Requirements :: Copy out the stretch of the data below verbatim, from the line containing "If you could tag the metal" through the last line of the data, including both of those lines.

□ □ □

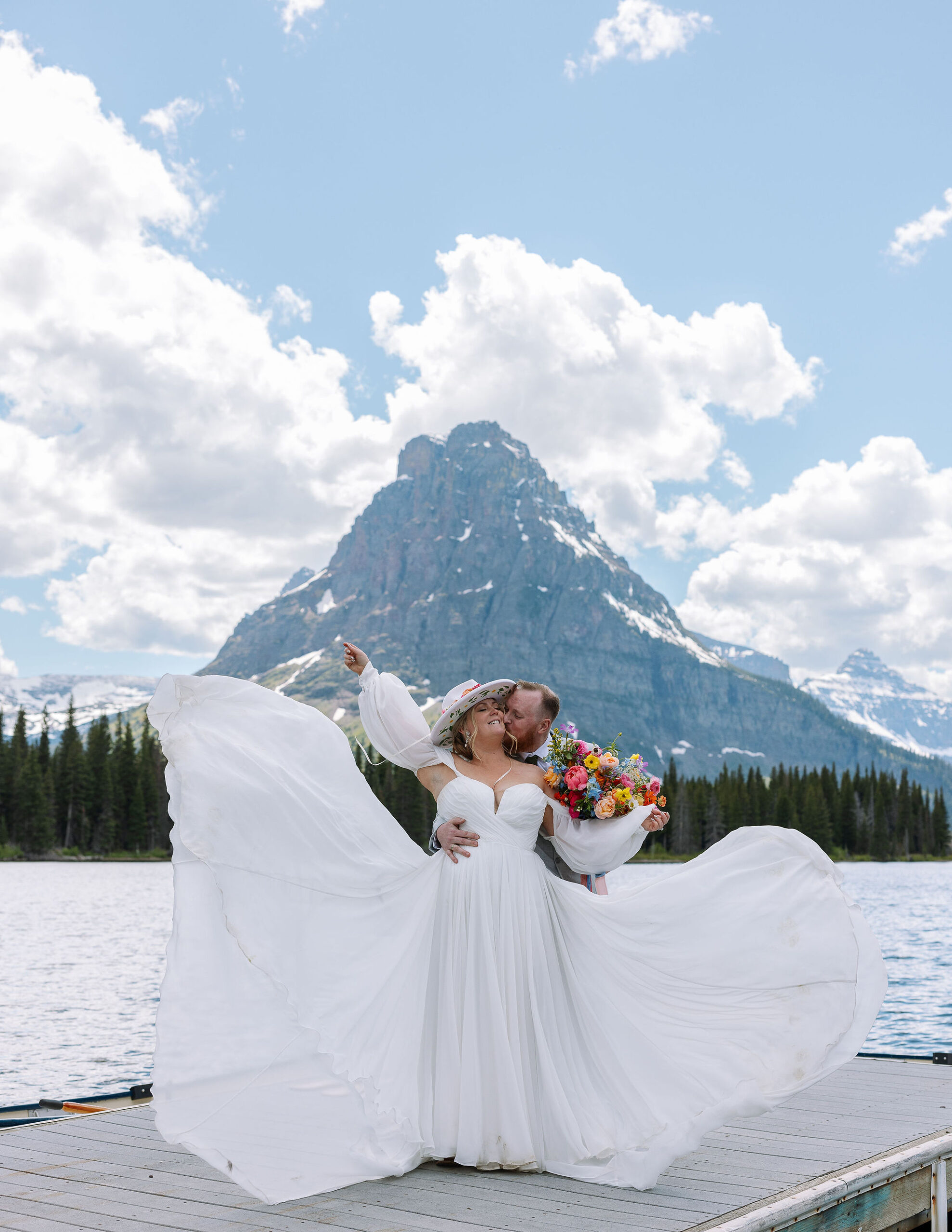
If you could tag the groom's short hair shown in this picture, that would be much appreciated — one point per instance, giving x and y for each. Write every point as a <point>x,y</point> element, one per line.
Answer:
<point>550,704</point>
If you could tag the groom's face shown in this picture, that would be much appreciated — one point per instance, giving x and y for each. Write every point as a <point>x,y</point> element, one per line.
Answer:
<point>525,719</point>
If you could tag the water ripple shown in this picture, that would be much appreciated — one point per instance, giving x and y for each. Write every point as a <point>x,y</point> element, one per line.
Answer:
<point>84,954</point>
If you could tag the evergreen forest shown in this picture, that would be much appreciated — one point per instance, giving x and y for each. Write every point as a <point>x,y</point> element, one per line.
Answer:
<point>105,795</point>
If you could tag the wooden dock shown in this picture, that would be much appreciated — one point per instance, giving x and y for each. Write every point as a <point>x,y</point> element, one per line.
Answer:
<point>859,1152</point>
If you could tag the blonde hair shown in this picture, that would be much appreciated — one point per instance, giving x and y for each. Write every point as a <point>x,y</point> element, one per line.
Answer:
<point>464,737</point>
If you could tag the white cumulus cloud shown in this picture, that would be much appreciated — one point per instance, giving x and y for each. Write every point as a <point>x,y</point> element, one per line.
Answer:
<point>640,31</point>
<point>154,428</point>
<point>8,668</point>
<point>167,120</point>
<point>568,360</point>
<point>850,556</point>
<point>294,10</point>
<point>162,447</point>
<point>911,239</point>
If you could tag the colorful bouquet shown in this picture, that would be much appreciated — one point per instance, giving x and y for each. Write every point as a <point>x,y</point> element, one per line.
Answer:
<point>594,782</point>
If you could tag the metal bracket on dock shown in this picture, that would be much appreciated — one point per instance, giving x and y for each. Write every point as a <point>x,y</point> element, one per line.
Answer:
<point>939,1197</point>
<point>805,1204</point>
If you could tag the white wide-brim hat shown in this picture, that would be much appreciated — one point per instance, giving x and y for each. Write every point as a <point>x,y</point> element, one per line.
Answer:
<point>462,699</point>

□ □ □

Written reply ::
If you could tag the metal bracket on dock shown in this picture, that would be much appreciated — one point per instance, giving x and y for each. Write every point as a <point>x,y</point> element, one per line.
Answer:
<point>939,1197</point>
<point>805,1204</point>
If you could tag the white wide-brim hat shown in this picture, that would be much appreciated — one point per instance, giving x and y for each. Write every point as a <point>x,y</point> element, one per line.
Answer:
<point>462,699</point>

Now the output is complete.